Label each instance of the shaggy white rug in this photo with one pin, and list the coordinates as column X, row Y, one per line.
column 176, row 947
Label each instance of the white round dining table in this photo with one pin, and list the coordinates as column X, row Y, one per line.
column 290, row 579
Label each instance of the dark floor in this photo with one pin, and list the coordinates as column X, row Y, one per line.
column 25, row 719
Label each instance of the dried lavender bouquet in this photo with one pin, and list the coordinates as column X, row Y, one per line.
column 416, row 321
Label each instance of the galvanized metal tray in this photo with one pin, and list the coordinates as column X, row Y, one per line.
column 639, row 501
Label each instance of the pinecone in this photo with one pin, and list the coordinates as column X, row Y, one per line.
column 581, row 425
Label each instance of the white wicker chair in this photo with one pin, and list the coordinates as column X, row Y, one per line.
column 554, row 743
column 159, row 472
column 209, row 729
==
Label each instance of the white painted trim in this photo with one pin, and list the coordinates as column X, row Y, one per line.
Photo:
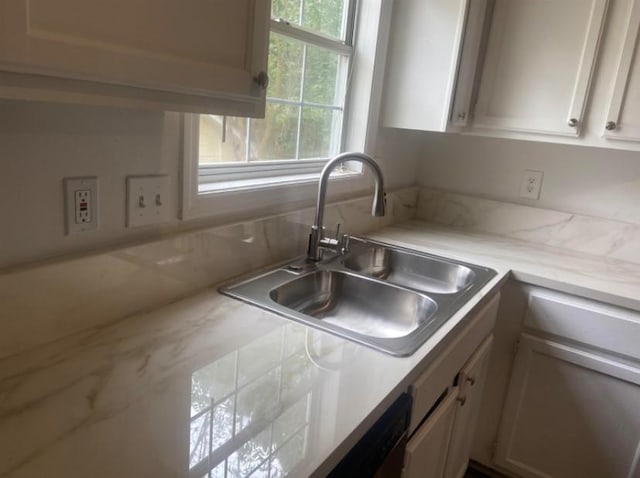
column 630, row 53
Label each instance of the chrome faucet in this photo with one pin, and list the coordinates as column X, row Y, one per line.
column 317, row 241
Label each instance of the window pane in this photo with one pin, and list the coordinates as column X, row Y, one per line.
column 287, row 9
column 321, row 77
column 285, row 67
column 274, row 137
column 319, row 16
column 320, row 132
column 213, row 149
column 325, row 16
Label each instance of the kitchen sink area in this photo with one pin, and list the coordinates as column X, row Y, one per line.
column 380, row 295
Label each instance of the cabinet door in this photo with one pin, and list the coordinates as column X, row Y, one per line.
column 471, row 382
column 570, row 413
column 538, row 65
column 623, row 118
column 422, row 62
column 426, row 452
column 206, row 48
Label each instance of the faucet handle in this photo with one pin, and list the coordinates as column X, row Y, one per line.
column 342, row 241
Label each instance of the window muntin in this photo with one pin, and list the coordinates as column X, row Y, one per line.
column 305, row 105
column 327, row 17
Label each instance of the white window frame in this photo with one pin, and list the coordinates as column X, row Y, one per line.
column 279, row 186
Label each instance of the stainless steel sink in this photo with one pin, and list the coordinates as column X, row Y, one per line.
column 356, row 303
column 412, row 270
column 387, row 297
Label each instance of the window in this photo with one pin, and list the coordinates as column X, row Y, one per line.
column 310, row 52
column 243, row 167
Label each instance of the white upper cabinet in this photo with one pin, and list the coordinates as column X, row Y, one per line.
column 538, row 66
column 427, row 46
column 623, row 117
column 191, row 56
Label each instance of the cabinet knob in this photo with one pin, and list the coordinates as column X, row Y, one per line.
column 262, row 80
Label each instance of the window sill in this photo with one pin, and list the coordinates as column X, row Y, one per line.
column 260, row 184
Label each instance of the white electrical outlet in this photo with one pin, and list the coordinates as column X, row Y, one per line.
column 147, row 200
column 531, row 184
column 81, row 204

Exercise =
Rewrite the listing from the line containing "Label each instance of the window in" through the line containing "column 260, row 184", putting "marker" wherever "pin" appears and leaving everything else the same.

Solution =
Label each instance of the window in this photo with one marker, and list the coordinates as column X, row Y, one per line.
column 310, row 52
column 243, row 167
Label each instance of the white upper cabinet in this photo with one marker, and list the coordinates as column X, row Y, one per line.
column 538, row 66
column 427, row 46
column 623, row 117
column 191, row 56
Label each instance of the cabinet knob in this photo with one marker, and list the coordinates as column X, row Y, one per line.
column 262, row 80
Label each instance of the window sill in this photo with one marker, and list the coordinates as column X, row Y, one per line.
column 260, row 184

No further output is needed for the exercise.